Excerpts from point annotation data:
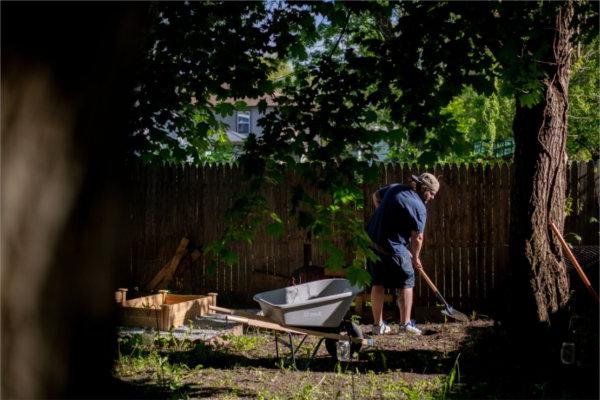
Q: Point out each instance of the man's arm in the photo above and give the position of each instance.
(416, 242)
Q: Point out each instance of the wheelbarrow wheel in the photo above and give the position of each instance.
(353, 330)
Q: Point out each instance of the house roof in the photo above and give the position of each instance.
(235, 137)
(270, 99)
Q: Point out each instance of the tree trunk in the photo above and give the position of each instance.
(66, 75)
(539, 279)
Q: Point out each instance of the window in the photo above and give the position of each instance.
(243, 122)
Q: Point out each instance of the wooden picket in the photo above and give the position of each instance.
(466, 245)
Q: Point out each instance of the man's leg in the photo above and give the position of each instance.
(405, 304)
(377, 297)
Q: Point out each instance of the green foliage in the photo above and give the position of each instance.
(583, 140)
(199, 54)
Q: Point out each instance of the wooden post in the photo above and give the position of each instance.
(121, 295)
(213, 296)
(164, 293)
(164, 320)
(582, 275)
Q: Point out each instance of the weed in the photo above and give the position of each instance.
(453, 376)
(244, 343)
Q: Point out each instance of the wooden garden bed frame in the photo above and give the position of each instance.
(163, 311)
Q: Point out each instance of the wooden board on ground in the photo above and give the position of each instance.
(163, 311)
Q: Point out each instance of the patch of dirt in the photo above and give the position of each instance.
(396, 366)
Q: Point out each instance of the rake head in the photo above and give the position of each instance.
(455, 314)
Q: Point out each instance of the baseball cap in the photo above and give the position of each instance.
(428, 180)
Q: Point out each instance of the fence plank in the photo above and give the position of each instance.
(466, 241)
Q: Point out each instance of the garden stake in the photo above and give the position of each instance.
(582, 275)
(448, 311)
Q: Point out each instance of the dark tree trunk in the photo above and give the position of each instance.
(64, 111)
(540, 284)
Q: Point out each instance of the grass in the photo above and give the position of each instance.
(166, 367)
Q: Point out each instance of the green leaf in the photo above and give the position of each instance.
(224, 109)
(240, 105)
(275, 229)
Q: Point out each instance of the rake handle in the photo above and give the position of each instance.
(433, 287)
(582, 275)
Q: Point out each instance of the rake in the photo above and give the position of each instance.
(448, 310)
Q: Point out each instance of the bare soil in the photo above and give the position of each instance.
(450, 360)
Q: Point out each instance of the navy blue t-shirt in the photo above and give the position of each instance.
(401, 211)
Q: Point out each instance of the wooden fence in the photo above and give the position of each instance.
(466, 246)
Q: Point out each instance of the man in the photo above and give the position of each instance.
(396, 231)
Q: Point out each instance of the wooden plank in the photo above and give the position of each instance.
(164, 278)
(182, 312)
(154, 300)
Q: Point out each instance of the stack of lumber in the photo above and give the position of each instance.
(162, 279)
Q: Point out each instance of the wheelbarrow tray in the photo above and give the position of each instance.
(322, 303)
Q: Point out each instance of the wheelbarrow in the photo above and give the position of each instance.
(315, 308)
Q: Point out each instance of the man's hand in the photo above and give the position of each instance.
(416, 261)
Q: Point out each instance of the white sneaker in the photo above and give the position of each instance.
(411, 328)
(381, 329)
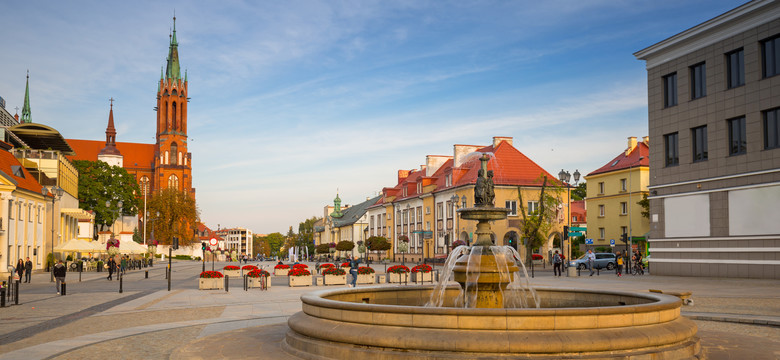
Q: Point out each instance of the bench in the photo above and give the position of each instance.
(685, 296)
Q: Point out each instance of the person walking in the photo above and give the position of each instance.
(20, 268)
(556, 264)
(111, 266)
(591, 260)
(353, 266)
(27, 270)
(59, 275)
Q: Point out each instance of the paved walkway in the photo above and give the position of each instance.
(147, 321)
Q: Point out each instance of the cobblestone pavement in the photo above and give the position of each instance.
(148, 322)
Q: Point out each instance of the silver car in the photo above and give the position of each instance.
(603, 260)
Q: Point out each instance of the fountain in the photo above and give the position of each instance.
(490, 313)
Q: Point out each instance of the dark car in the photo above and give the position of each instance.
(603, 260)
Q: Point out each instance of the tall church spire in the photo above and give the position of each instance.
(26, 118)
(173, 71)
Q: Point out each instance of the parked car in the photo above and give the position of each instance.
(603, 260)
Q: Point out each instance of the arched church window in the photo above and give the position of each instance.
(174, 151)
(173, 182)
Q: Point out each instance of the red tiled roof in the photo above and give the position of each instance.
(134, 154)
(624, 161)
(26, 182)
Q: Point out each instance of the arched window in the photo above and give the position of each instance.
(173, 182)
(174, 151)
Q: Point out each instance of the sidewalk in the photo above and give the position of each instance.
(147, 321)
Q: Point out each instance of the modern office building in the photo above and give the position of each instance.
(714, 108)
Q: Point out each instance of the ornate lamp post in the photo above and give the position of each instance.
(565, 176)
(56, 192)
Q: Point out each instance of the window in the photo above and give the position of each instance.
(512, 206)
(737, 138)
(670, 90)
(670, 150)
(772, 128)
(698, 81)
(770, 56)
(533, 207)
(699, 140)
(735, 68)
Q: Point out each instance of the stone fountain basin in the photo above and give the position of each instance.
(391, 322)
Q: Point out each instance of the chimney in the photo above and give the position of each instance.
(631, 144)
(499, 139)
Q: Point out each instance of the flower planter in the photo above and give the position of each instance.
(394, 278)
(304, 280)
(281, 272)
(258, 282)
(420, 277)
(211, 283)
(335, 279)
(232, 273)
(366, 278)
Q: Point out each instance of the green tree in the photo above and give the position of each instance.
(580, 191)
(173, 213)
(100, 182)
(540, 222)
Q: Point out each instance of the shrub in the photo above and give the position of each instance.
(333, 271)
(398, 269)
(365, 270)
(423, 268)
(299, 272)
(257, 273)
(211, 275)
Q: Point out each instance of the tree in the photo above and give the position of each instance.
(540, 222)
(100, 182)
(173, 213)
(580, 191)
(645, 204)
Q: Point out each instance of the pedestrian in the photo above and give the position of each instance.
(59, 275)
(20, 268)
(353, 266)
(111, 266)
(27, 270)
(591, 260)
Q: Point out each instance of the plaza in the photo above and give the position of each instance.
(147, 321)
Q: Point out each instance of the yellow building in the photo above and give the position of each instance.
(421, 209)
(613, 193)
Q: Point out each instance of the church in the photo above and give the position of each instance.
(166, 163)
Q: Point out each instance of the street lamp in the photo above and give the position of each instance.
(565, 176)
(56, 192)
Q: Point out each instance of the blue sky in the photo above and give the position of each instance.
(292, 100)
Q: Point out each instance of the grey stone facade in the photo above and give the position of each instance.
(715, 217)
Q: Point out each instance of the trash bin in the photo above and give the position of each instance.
(572, 271)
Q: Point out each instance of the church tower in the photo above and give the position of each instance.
(172, 160)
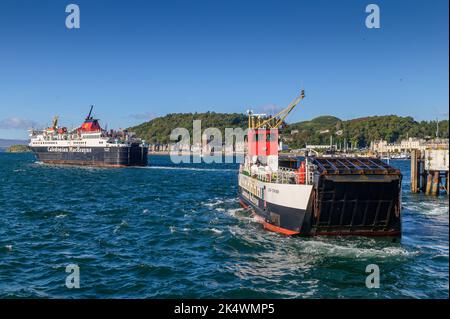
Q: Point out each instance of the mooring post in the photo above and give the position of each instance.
(435, 188)
(429, 182)
(423, 176)
(414, 171)
(447, 175)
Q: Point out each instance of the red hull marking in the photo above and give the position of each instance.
(280, 230)
(243, 204)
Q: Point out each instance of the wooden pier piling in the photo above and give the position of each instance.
(428, 169)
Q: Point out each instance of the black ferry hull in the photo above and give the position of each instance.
(120, 156)
(330, 208)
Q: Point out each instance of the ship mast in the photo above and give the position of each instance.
(259, 121)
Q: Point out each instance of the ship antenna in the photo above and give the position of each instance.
(90, 112)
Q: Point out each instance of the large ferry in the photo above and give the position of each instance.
(316, 195)
(87, 145)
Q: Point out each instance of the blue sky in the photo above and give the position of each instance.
(137, 59)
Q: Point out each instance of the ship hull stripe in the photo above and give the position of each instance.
(133, 155)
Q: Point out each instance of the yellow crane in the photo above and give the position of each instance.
(257, 121)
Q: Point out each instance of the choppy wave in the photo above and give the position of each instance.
(150, 233)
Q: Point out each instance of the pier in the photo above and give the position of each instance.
(430, 171)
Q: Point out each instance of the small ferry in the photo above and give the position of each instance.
(314, 195)
(87, 145)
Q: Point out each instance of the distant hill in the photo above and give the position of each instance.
(158, 130)
(359, 131)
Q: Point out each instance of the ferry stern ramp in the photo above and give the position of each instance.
(355, 196)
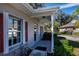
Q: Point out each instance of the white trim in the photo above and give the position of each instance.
(24, 32)
(5, 22)
(15, 45)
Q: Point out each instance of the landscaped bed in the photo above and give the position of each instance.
(64, 47)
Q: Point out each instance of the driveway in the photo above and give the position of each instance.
(69, 37)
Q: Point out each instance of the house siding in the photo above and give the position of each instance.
(1, 34)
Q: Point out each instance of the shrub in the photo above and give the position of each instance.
(63, 48)
(46, 36)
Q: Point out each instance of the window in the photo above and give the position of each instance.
(14, 30)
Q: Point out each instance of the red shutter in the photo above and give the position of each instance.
(1, 33)
(26, 31)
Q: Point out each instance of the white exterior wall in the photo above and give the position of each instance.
(10, 10)
(62, 30)
(76, 30)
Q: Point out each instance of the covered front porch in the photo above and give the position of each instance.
(32, 29)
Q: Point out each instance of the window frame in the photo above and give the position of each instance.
(21, 31)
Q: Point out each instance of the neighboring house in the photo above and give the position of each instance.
(19, 23)
(70, 27)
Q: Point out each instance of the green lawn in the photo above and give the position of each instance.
(65, 47)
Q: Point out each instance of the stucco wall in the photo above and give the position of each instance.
(11, 10)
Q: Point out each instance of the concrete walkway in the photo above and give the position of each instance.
(69, 37)
(41, 43)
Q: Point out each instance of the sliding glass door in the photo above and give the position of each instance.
(14, 30)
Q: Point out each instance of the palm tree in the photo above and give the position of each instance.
(76, 12)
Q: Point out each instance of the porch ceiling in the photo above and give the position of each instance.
(27, 9)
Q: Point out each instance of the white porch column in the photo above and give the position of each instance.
(5, 22)
(24, 32)
(52, 29)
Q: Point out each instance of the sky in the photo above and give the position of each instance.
(65, 7)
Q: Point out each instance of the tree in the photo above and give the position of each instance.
(77, 24)
(76, 12)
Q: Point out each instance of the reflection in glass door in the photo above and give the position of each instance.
(14, 30)
(35, 31)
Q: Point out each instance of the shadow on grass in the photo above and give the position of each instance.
(62, 47)
(74, 44)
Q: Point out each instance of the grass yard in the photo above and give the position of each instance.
(65, 47)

- _What you should do_: From the line holding "Q: Point out each instance of the red shutter" through the last line above, reproduce each line exactly and add nothing.

- _Exercise response_:
Q: Point out each instance of the red shutter in the photo above and give the position of each instance.
(1, 33)
(26, 31)
Q: Point out each instance of the white exterior wall in the photo above and give the position of each instance.
(10, 10)
(62, 30)
(76, 30)
Q: Point out each instance of the covered front porch in the photo above and give the position of each instance.
(32, 29)
Q: Point out each instance of the window frame in the photo above and give the position of each instance.
(21, 31)
Q: Point out each instance of the neighboring house in the photo above and give the position of each instance.
(19, 23)
(70, 27)
Q: Point out each instance of the green lawn in the photo above and give the position of each instance.
(65, 47)
Q: Point out each instance of the stucco wall in the photo above and give the position of each instance.
(11, 10)
Q: Point out each instance of the concrete walkway in the photo above and give the position of each instance.
(69, 37)
(41, 43)
Q: Point out each instance of the sliding glass door in the photo above and give the position of each instance.
(14, 30)
Q: Point out each instance of the palm tree in the photo above and give the position of each instance.
(76, 12)
Q: Point out each instance of the porch ceiling in the photo above and give the position of each instance.
(27, 9)
Q: Point out each instance of the white porch column in the photo above and give the position of each instance.
(5, 22)
(24, 32)
(52, 29)
Q: Point out each instance of the sky in the photo above and give the position of each instance.
(65, 7)
Q: Point out each instance of the tree in the photo above and give the position of each instance.
(77, 24)
(76, 12)
Q: Point out each instance of the reflection in glass door in the photo above and give the position of each instance.
(14, 30)
(35, 31)
Q: Point out each instance of the shadow on grass in the photo above and give the position of each instance.
(62, 47)
(74, 44)
Q: Point out each instance of the grass yard in the photo above and give the position of each instance.
(65, 47)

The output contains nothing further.